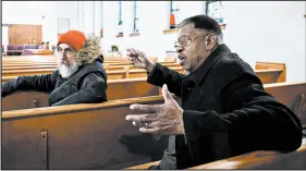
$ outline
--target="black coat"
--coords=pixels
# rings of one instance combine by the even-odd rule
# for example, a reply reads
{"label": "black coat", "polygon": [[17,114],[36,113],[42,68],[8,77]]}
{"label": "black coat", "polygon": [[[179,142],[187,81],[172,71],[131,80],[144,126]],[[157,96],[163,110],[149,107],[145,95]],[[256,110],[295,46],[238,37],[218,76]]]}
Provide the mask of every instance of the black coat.
{"label": "black coat", "polygon": [[182,98],[184,135],[170,136],[157,168],[185,169],[259,150],[294,150],[302,124],[265,91],[253,69],[221,45],[191,75],[160,64],[148,83]]}
{"label": "black coat", "polygon": [[19,76],[2,84],[2,97],[17,90],[49,93],[49,106],[102,102],[107,100],[107,74],[100,60],[81,65],[70,78],[52,74]]}

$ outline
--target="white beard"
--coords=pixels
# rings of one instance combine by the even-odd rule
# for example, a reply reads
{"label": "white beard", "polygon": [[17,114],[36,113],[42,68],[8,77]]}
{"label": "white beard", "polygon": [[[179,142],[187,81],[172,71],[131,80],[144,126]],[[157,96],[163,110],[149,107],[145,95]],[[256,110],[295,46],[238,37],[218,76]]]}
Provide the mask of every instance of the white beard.
{"label": "white beard", "polygon": [[77,71],[78,64],[76,62],[73,62],[70,66],[68,66],[59,62],[58,69],[62,77],[68,78]]}

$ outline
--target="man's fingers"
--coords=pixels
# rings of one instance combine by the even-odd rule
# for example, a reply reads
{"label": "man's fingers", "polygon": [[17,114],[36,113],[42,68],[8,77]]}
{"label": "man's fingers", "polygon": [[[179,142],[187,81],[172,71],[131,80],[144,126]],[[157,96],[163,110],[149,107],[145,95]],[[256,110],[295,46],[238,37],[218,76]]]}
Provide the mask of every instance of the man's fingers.
{"label": "man's fingers", "polygon": [[128,114],[125,117],[125,120],[148,123],[156,120],[156,114]]}
{"label": "man's fingers", "polygon": [[160,131],[159,127],[152,127],[152,129],[150,129],[150,127],[148,127],[148,129],[146,129],[146,127],[140,127],[140,129],[139,129],[139,132],[146,133],[146,134],[158,134],[159,131]]}
{"label": "man's fingers", "polygon": [[164,99],[164,102],[174,101],[174,99],[172,98],[170,91],[168,90],[167,84],[163,84],[162,89],[161,89],[161,94],[162,94],[162,97]]}
{"label": "man's fingers", "polygon": [[145,113],[155,113],[159,111],[160,106],[150,105],[131,105],[130,109],[135,111],[142,111]]}

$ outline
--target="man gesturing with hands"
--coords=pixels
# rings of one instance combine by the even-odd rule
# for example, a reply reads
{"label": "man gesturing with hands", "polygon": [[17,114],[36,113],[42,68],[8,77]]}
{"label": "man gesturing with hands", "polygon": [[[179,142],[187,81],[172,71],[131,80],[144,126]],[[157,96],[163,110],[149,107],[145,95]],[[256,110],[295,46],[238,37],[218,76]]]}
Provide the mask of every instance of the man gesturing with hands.
{"label": "man gesturing with hands", "polygon": [[[186,74],[127,49],[130,62],[147,70],[147,82],[162,87],[164,99],[162,105],[132,105],[132,111],[144,114],[126,115],[142,133],[170,135],[160,163],[148,169],[186,169],[254,150],[301,146],[301,121],[222,44],[217,21],[207,15],[184,20],[175,48]],[[181,106],[170,91],[182,98]]]}

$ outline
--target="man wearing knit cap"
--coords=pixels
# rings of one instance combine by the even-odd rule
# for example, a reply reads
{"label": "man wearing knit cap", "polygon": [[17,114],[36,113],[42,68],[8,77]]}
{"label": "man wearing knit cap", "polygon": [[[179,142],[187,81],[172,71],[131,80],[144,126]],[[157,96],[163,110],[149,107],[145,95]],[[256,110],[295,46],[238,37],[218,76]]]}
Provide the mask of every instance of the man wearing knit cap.
{"label": "man wearing knit cap", "polygon": [[17,90],[49,93],[49,106],[107,100],[107,74],[99,40],[69,30],[58,40],[58,70],[52,74],[19,76],[2,84],[2,97]]}

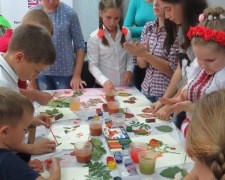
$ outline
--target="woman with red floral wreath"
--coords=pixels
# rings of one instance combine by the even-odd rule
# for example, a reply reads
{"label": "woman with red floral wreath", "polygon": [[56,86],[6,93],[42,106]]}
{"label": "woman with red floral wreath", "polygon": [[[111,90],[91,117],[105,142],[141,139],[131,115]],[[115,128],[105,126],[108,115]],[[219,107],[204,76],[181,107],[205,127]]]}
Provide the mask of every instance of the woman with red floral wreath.
{"label": "woman with red floral wreath", "polygon": [[187,74],[188,83],[182,90],[181,101],[171,106],[175,113],[187,112],[181,125],[184,135],[191,121],[193,103],[210,92],[225,89],[225,10],[207,8],[199,20],[200,24],[191,27],[187,34],[196,56]]}
{"label": "woman with red floral wreath", "polygon": [[153,10],[157,19],[145,24],[141,34],[142,45],[137,40],[135,44],[124,43],[127,52],[137,56],[138,66],[146,68],[141,92],[152,103],[164,95],[177,68],[179,52],[178,36],[168,51],[163,48],[167,33],[164,27],[165,13],[159,0],[153,1]]}
{"label": "woman with red floral wreath", "polygon": [[[133,57],[126,54],[123,43],[132,42],[131,33],[122,27],[123,0],[99,2],[99,28],[87,43],[89,70],[96,86],[104,89],[129,85],[133,73]],[[100,86],[99,86],[100,85]]]}

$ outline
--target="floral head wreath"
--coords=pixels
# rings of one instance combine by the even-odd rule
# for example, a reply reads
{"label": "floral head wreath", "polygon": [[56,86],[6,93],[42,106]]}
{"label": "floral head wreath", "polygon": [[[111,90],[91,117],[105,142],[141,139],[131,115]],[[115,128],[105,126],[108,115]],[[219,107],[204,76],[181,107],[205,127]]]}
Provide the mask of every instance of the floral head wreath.
{"label": "floral head wreath", "polygon": [[218,42],[220,46],[225,46],[225,32],[220,30],[214,31],[205,26],[191,27],[187,33],[187,37],[189,40],[192,37],[202,37],[206,41]]}
{"label": "floral head wreath", "polygon": [[[126,34],[128,33],[128,29],[125,28],[125,27],[123,27],[123,28],[121,29],[121,32],[122,32],[122,34],[126,35]],[[103,29],[99,29],[99,30],[98,30],[98,37],[102,38],[103,36],[104,36],[104,31],[103,31]]]}

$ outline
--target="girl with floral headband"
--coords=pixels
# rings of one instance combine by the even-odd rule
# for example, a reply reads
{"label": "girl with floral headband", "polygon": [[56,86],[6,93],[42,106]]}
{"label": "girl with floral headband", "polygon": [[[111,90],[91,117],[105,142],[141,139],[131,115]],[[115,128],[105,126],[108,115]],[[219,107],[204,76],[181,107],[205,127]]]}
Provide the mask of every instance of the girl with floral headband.
{"label": "girl with floral headband", "polygon": [[132,80],[133,57],[123,47],[132,38],[130,31],[122,27],[122,7],[123,0],[99,2],[99,28],[91,33],[87,43],[89,70],[96,79],[95,87],[113,89]]}
{"label": "girl with floral headband", "polygon": [[183,180],[225,179],[225,90],[207,94],[195,105],[186,138],[194,169]]}
{"label": "girl with floral headband", "polygon": [[210,92],[225,88],[225,10],[221,7],[207,8],[200,21],[187,33],[196,55],[187,75],[188,83],[183,88],[180,102],[171,106],[176,113],[187,111],[181,125],[184,135],[191,121],[193,103]]}

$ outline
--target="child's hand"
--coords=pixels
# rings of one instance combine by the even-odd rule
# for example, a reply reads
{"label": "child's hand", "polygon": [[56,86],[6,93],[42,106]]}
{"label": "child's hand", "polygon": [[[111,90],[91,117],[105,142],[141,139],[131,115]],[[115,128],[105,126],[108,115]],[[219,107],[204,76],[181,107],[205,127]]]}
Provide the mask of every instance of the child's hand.
{"label": "child's hand", "polygon": [[[30,162],[40,162],[40,160],[38,159],[35,159],[33,161],[30,161]],[[43,165],[42,163],[37,163],[37,164],[29,164],[28,165],[36,172],[38,173],[43,173],[44,172],[44,168],[43,168]]]}
{"label": "child's hand", "polygon": [[35,116],[32,120],[33,126],[45,126],[46,128],[50,128],[52,125],[51,116],[47,114],[40,114],[38,116]]}
{"label": "child's hand", "polygon": [[126,71],[123,75],[123,84],[127,85],[131,83],[133,74],[131,71]]}
{"label": "child's hand", "polygon": [[161,107],[163,106],[163,104],[160,101],[157,101],[155,103],[152,103],[150,105],[151,109],[152,109],[152,113],[156,113]]}
{"label": "child's hand", "polygon": [[51,157],[51,159],[45,160],[45,168],[51,175],[57,175],[56,177],[61,176],[59,161],[56,158]]}
{"label": "child's hand", "polygon": [[56,148],[55,141],[51,141],[49,139],[42,139],[32,144],[31,146],[32,146],[32,149],[30,154],[35,154],[35,155],[51,153]]}
{"label": "child's hand", "polygon": [[36,101],[40,105],[46,105],[52,99],[52,96],[49,93],[36,89],[28,89],[28,91],[31,91],[31,96],[33,96],[32,100]]}
{"label": "child's hand", "polygon": [[170,105],[164,105],[157,112],[153,113],[153,115],[161,120],[169,121],[170,115],[172,112],[169,111]]}
{"label": "child's hand", "polygon": [[112,84],[112,82],[110,80],[106,81],[104,84],[103,84],[103,88],[106,90],[106,89],[114,89],[114,86]]}
{"label": "child's hand", "polygon": [[193,103],[191,101],[182,101],[172,105],[169,108],[170,112],[174,112],[175,115],[181,113],[182,111],[193,111]]}
{"label": "child's hand", "polygon": [[128,54],[131,54],[136,57],[141,57],[143,56],[143,54],[149,53],[148,42],[149,40],[147,40],[146,46],[144,46],[138,40],[135,39],[135,43],[125,42],[123,46],[125,47],[126,52]]}
{"label": "child's hand", "polygon": [[81,77],[79,76],[73,76],[73,78],[70,81],[70,87],[74,90],[74,92],[80,92],[84,90],[84,85],[87,86],[85,81],[82,81]]}

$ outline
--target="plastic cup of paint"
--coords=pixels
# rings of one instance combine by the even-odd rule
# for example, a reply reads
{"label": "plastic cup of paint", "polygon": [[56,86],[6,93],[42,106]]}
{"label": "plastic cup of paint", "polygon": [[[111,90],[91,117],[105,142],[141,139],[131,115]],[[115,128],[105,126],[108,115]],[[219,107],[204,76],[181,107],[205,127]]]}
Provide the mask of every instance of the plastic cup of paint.
{"label": "plastic cup of paint", "polygon": [[80,141],[74,145],[77,162],[87,163],[91,160],[91,148],[90,142]]}
{"label": "plastic cup of paint", "polygon": [[116,91],[114,89],[106,89],[105,90],[105,99],[107,102],[110,102],[111,99],[115,99]]}
{"label": "plastic cup of paint", "polygon": [[90,135],[91,136],[101,136],[102,135],[102,120],[92,119],[88,121]]}
{"label": "plastic cup of paint", "polygon": [[124,126],[125,114],[123,113],[114,113],[111,115],[112,127]]}
{"label": "plastic cup of paint", "polygon": [[107,104],[109,115],[119,112],[120,103],[118,101],[108,102]]}
{"label": "plastic cup of paint", "polygon": [[157,154],[151,151],[143,151],[138,154],[139,170],[142,174],[149,175],[155,172],[156,159],[152,159]]}
{"label": "plastic cup of paint", "polygon": [[71,111],[77,111],[80,109],[80,97],[70,97],[69,98],[69,104]]}
{"label": "plastic cup of paint", "polygon": [[130,148],[130,157],[134,161],[134,163],[139,163],[138,154],[143,151],[147,151],[147,144],[143,142],[132,142],[130,144],[133,148]]}

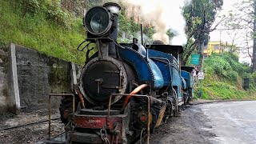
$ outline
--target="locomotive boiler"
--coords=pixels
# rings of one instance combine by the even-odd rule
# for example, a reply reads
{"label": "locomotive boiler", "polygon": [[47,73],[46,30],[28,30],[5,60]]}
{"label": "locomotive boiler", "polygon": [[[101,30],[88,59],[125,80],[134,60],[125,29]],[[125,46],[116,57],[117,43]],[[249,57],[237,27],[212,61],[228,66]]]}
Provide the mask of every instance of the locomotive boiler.
{"label": "locomotive boiler", "polygon": [[150,133],[191,100],[181,76],[182,46],[118,43],[120,9],[108,2],[85,15],[89,43],[82,50],[88,57],[95,43],[98,50],[86,58],[74,86],[74,114],[71,99],[62,100],[66,143],[134,143],[145,134],[149,142]]}

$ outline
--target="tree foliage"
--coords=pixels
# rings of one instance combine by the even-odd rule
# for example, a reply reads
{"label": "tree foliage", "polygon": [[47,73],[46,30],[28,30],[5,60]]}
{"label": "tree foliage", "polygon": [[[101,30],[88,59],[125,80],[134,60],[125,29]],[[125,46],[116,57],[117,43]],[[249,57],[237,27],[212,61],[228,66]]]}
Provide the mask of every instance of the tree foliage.
{"label": "tree foliage", "polygon": [[[186,22],[186,34],[187,43],[184,46],[185,53],[182,62],[185,65],[190,55],[198,50],[201,54],[201,47],[207,45],[209,33],[216,29],[219,24],[213,26],[217,13],[223,4],[222,0],[192,0],[183,7],[183,15]],[[198,48],[198,49],[197,49]]]}
{"label": "tree foliage", "polygon": [[[234,10],[223,24],[228,32],[242,40],[241,51],[251,59],[252,70],[256,70],[256,1],[243,0],[234,5]],[[253,45],[250,42],[253,41]]]}

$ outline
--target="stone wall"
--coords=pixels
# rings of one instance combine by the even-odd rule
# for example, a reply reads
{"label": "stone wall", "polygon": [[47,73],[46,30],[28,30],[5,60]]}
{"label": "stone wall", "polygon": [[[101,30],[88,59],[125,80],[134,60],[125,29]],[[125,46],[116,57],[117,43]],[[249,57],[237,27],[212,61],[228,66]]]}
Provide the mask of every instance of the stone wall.
{"label": "stone wall", "polygon": [[[16,46],[21,108],[47,106],[50,93],[70,92],[70,62]],[[55,98],[56,99],[56,98]],[[53,106],[59,106],[59,98]]]}
{"label": "stone wall", "polygon": [[8,48],[0,46],[0,113],[6,112],[8,96]]}
{"label": "stone wall", "polygon": [[[2,111],[7,108],[14,113],[47,108],[49,94],[70,93],[79,73],[73,62],[14,44],[0,49],[0,58]],[[60,99],[54,98],[52,107],[58,107]]]}

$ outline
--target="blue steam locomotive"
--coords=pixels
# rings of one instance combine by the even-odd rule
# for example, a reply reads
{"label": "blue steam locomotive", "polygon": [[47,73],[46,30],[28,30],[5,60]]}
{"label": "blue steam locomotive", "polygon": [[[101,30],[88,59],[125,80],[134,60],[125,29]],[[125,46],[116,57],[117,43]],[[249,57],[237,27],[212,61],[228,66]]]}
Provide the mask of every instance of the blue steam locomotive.
{"label": "blue steam locomotive", "polygon": [[62,100],[66,143],[134,143],[145,134],[149,142],[154,128],[192,100],[193,68],[180,65],[182,46],[118,43],[120,9],[109,2],[85,15],[86,42],[98,50],[74,86],[75,113],[69,114],[70,99]]}

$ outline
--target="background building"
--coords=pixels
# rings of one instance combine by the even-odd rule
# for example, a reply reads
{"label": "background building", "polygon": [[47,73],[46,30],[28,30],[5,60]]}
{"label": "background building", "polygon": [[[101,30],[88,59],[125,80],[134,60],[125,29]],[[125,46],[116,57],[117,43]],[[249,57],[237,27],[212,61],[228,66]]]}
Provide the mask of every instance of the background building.
{"label": "background building", "polygon": [[209,42],[207,46],[203,47],[203,54],[205,56],[211,55],[213,53],[222,53],[223,51],[229,51],[232,50],[231,47],[234,46],[223,42],[214,41]]}

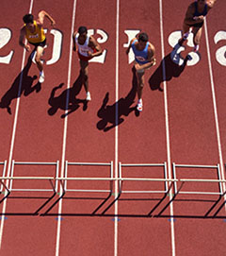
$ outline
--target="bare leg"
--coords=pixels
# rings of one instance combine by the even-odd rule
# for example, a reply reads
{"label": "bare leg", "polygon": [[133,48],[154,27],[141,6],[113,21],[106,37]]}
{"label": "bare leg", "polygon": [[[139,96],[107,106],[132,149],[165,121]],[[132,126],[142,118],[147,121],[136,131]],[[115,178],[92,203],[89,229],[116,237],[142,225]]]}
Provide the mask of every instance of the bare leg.
{"label": "bare leg", "polygon": [[89,91],[89,77],[88,77],[88,66],[89,66],[89,61],[85,61],[80,60],[80,66],[81,66],[81,72],[84,77],[84,87],[85,91],[87,93],[87,100],[91,100],[90,93]]}
{"label": "bare leg", "polygon": [[194,33],[193,43],[194,43],[194,51],[199,50],[201,37],[202,37],[202,27],[193,27],[192,32]]}
{"label": "bare leg", "polygon": [[137,102],[137,111],[141,111],[143,107],[142,107],[142,94],[143,94],[143,87],[144,87],[144,72],[139,73],[137,71],[137,97],[138,97],[138,102]]}
{"label": "bare leg", "polygon": [[80,60],[81,71],[84,76],[84,86],[87,93],[89,92],[88,65],[89,65],[88,61]]}
{"label": "bare leg", "polygon": [[43,64],[41,63],[41,60],[40,60],[43,51],[44,51],[44,47],[41,47],[41,46],[38,46],[36,49],[35,61],[40,72],[43,70]]}

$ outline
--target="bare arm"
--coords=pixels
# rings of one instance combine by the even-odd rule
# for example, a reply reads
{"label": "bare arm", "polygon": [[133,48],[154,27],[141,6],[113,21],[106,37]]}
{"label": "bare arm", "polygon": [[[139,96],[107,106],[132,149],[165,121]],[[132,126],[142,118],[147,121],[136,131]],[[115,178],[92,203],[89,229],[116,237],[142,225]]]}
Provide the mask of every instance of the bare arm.
{"label": "bare arm", "polygon": [[90,36],[90,38],[89,38],[89,46],[96,49],[95,53],[89,53],[89,54],[90,57],[96,57],[96,56],[102,55],[102,52],[103,52],[102,48],[101,48],[100,44],[96,42],[96,40],[92,36]]}
{"label": "bare arm", "polygon": [[202,23],[204,19],[204,17],[202,15],[202,16],[199,16],[199,17],[193,17],[195,13],[195,4],[192,3],[187,10],[186,10],[186,18],[185,18],[185,23],[186,25],[194,25],[194,24],[197,24],[197,23]]}
{"label": "bare arm", "polygon": [[56,25],[56,22],[55,20],[50,16],[49,13],[47,13],[45,10],[41,10],[39,12],[38,14],[38,20],[37,20],[37,23],[40,26],[43,26],[43,23],[44,23],[44,18],[47,17],[48,20],[51,22],[51,25],[52,26],[55,26]]}
{"label": "bare arm", "polygon": [[207,0],[206,4],[207,4],[209,9],[212,9],[216,2],[217,2],[217,0]]}

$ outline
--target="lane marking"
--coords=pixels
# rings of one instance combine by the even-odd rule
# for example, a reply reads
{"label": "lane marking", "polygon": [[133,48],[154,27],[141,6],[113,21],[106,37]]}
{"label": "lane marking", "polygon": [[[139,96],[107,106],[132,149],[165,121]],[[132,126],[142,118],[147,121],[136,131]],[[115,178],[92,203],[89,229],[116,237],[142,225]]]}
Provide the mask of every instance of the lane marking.
{"label": "lane marking", "polygon": [[[166,122],[166,137],[167,137],[167,155],[168,155],[168,172],[169,179],[171,179],[171,157],[170,157],[170,128],[169,128],[169,112],[168,112],[168,98],[167,98],[167,83],[166,83],[166,65],[165,65],[165,50],[164,50],[164,33],[163,33],[163,10],[162,0],[159,0],[159,12],[160,12],[160,34],[161,34],[161,50],[162,50],[162,63],[163,63],[163,85],[164,85],[164,103],[165,103],[165,122]],[[170,200],[172,199],[172,196],[170,195]],[[173,203],[170,205],[170,216],[173,216]],[[173,218],[170,218],[173,220]],[[175,231],[174,222],[170,221],[171,230],[171,253],[175,256]]]}
{"label": "lane marking", "polygon": [[[30,8],[29,8],[29,13],[31,13],[33,8],[33,0],[30,1]],[[16,101],[16,109],[15,109],[15,116],[13,121],[13,128],[12,128],[12,135],[11,135],[11,144],[10,144],[10,149],[9,149],[9,156],[8,156],[8,174],[7,176],[10,176],[10,169],[11,169],[11,162],[12,162],[12,153],[14,148],[14,143],[15,143],[15,135],[16,135],[16,128],[17,128],[17,120],[18,120],[18,114],[19,114],[19,107],[20,107],[20,101],[21,101],[21,89],[22,89],[22,80],[23,80],[23,70],[24,68],[24,62],[25,62],[25,54],[26,50],[24,48],[23,52],[23,59],[22,59],[22,66],[21,66],[21,76],[20,76],[20,81],[19,81],[19,88],[18,88],[18,95],[17,95],[17,101]],[[9,180],[8,179],[6,181],[6,186],[8,187]],[[2,214],[4,215],[6,213],[7,209],[7,198],[3,202],[3,210]],[[4,222],[6,218],[1,218],[1,226],[0,226],[0,249],[2,247],[2,237],[3,237],[3,229],[4,229]]]}
{"label": "lane marking", "polygon": [[[69,69],[68,69],[68,81],[67,81],[67,89],[70,88],[71,83],[71,74],[72,74],[72,59],[73,59],[73,34],[74,30],[74,22],[75,22],[75,10],[76,10],[76,0],[73,0],[73,21],[72,21],[72,30],[70,37],[70,54],[69,54]],[[66,152],[66,140],[67,140],[67,128],[68,128],[68,110],[67,106],[69,104],[69,90],[67,91],[67,99],[66,99],[66,111],[65,111],[65,118],[64,118],[64,133],[63,133],[63,145],[62,145],[62,156],[61,156],[61,173],[60,177],[64,176],[64,162],[65,162],[65,152]],[[60,196],[62,196],[63,190],[60,186]],[[59,200],[58,203],[58,214],[62,213],[62,199]],[[56,231],[56,256],[59,255],[59,240],[60,240],[60,227],[61,221],[57,222],[57,231]]]}
{"label": "lane marking", "polygon": [[[115,178],[118,178],[118,161],[119,161],[119,31],[120,31],[120,0],[117,0],[116,6],[116,114],[115,114]],[[118,182],[115,180],[115,199],[119,195]],[[114,256],[118,255],[118,200],[115,202],[115,226],[114,226]]]}
{"label": "lane marking", "polygon": [[[223,163],[223,157],[222,157],[222,147],[221,147],[221,142],[220,142],[221,140],[220,140],[220,132],[219,132],[219,125],[218,125],[218,114],[217,99],[216,99],[216,93],[215,93],[215,83],[214,83],[212,61],[211,61],[211,56],[210,56],[210,47],[209,47],[209,39],[208,39],[206,19],[204,21],[204,30],[205,30],[205,42],[206,42],[209,75],[210,75],[210,82],[211,82],[211,90],[212,90],[212,99],[213,99],[213,105],[214,105],[215,125],[216,125],[217,139],[218,139],[219,165],[220,165],[220,173],[221,173],[220,179],[225,179],[224,163]],[[225,182],[223,182],[222,186],[223,186],[223,193],[224,193],[225,192]],[[226,200],[226,195],[224,196],[224,199]],[[226,211],[226,205],[225,205],[225,211]]]}

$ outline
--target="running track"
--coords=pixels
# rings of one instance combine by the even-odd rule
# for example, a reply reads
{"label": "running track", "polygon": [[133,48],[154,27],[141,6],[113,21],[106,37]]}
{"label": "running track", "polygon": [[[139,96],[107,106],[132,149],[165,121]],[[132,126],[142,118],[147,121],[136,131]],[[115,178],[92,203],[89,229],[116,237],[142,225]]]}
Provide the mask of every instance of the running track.
{"label": "running track", "polygon": [[[114,178],[119,178],[121,162],[166,162],[169,179],[173,178],[172,162],[218,163],[220,178],[224,179],[226,5],[218,1],[209,13],[201,56],[193,56],[187,65],[178,66],[171,61],[169,38],[177,37],[175,31],[181,29],[189,3],[140,0],[137,6],[135,0],[98,0],[95,4],[68,0],[62,8],[58,0],[18,0],[8,9],[8,1],[2,0],[3,13],[13,17],[0,17],[1,32],[8,28],[11,35],[6,44],[1,43],[0,56],[13,51],[9,63],[2,63],[0,59],[0,162],[7,161],[5,176],[10,175],[12,160],[59,161],[59,177],[64,176],[65,161],[113,161]],[[41,86],[34,77],[38,75],[36,66],[18,45],[23,15],[29,11],[36,15],[40,9],[56,21],[55,34],[51,34],[48,21],[45,23],[46,60],[53,60],[55,39],[60,43],[59,51],[55,52],[59,54],[58,60],[45,65],[46,79]],[[81,25],[95,29],[94,36],[102,40],[101,45],[106,50],[104,64],[90,63],[92,100],[88,106],[83,100],[84,89],[80,88],[76,53],[71,47],[72,32]],[[134,111],[136,80],[124,44],[128,35],[140,29],[150,35],[156,48],[157,64],[146,73],[144,111],[137,116]],[[191,49],[186,46],[181,55]],[[69,176],[109,177],[107,168],[69,166]],[[0,171],[3,176],[3,165]],[[164,178],[160,167],[122,167],[122,174]],[[52,165],[16,165],[13,175],[48,177],[56,173]],[[216,179],[218,176],[213,168],[178,168],[176,178]],[[8,185],[8,180],[5,183]],[[171,190],[166,196],[160,193],[134,193],[118,197],[119,183],[113,185],[111,196],[100,192],[63,195],[59,185],[56,195],[12,192],[0,204],[1,255],[224,255],[224,196],[173,196]],[[46,189],[50,184],[46,180],[13,181],[13,188],[22,187]],[[68,188],[74,187],[107,189],[108,182],[68,181]],[[124,181],[122,189],[158,191],[163,189],[163,182]],[[218,192],[218,185],[191,182],[182,190]],[[4,194],[1,196],[3,199]]]}

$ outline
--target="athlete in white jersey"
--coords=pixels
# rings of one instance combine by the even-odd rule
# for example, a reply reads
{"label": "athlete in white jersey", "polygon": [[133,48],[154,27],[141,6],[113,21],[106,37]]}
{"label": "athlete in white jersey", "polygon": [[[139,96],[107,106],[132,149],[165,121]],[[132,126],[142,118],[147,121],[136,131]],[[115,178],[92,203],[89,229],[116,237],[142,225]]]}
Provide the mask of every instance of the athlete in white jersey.
{"label": "athlete in white jersey", "polygon": [[87,93],[87,100],[91,100],[90,93],[89,91],[88,80],[88,66],[89,60],[93,57],[100,56],[102,49],[100,44],[92,36],[88,35],[86,26],[80,26],[78,31],[73,35],[73,51],[77,51],[80,60],[81,72],[84,77],[84,86]]}

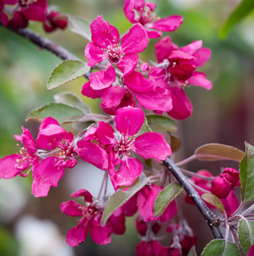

EXERCISE PROMPT: Recast the entries as a JSON list of strings, one string per line, starting at the top and stopping after the line that has "Provide the mask of every instance of the black", with both ends included, blank lines skipped and the pictures left out.

SOLUTION FOR THIS EXERCISE:
[
  "$ outline",
  "--target=\"black coat\"",
  "--coords=pixels",
  "# rings of one instance combine by the even-odd rule",
  "# for example, a reply reads",
  "{\"label\": \"black coat\", \"polygon\": [[17,114],[36,113],[42,68],[8,77]]}",
  "{\"label\": \"black coat\", \"polygon\": [[[179,142],[187,81],[172,71],[131,80],[144,126]],[[157,96],[163,110],[149,107],[145,95]],[[256,110],[295,46],[238,37],[218,76]]]}",
  "Provide the mask of every instance of the black coat."
]